== Exercise text ==
LLM Train and Inference vs Right Padding and Left Padding

Padding method will affect the performance of LLM. There are two padding method: left and right padding. As to LLM, what padding method we should use? In this tutorial, we will discuss this topic.

LLM training process – right padding

When we are training a LLM model, we should use right padding. Because some tokenizers are using absolute position id, which make the 0 id is not pad symbol.

https://github.com/huggingface/transformers/issues/664

How do I add padding in GTP2?
I get something like this when I add zero in front to pad the sequences, but then I found out that 0 is actually not “[PAD]” but “!”.
[0, 0, 0, 0, 0, 0, 0, 0, 0, 1639, 481]

https://huggingface.co/docs/transformers/model_doc/gpt2

GPT-2 is a model with absolute position embeddings so it’s usually advised to pad the inputs on the right rather than the left.

== What you need to do ==
A – Answer these questions using the padding tutorial above.
(i) Which padding method does the padding tutorial say to use when training an LLM?
(ii) When zeros were added to pad sequences in GPT-2, what symbol did 0 turn out to be?
(iii) What kind of position embeddings does GPT-2 use?
B – Carry on writing the padding tutorial, starting right after its last sentence.

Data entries
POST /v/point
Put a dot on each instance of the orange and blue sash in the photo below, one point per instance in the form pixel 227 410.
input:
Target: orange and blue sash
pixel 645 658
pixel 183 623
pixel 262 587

== Outputs by task ==
A –
(i) Right padding.
(ii) "!"
(iii) Absolute position embeddings.

B –
Actually, we can use left and right padding in some llm training process as long as we make correct mask. Otherwise, you may get poor performance. However, we recommend you to use right padding when training.

LLM inference process – left padding

Differ from llm training process, we must use left padding in llm inference process. Here is an explain.

Understand padding_side with Examples in LLM – LLM Tutorial

However, if you do not use batch inference, you do not need to use left padding.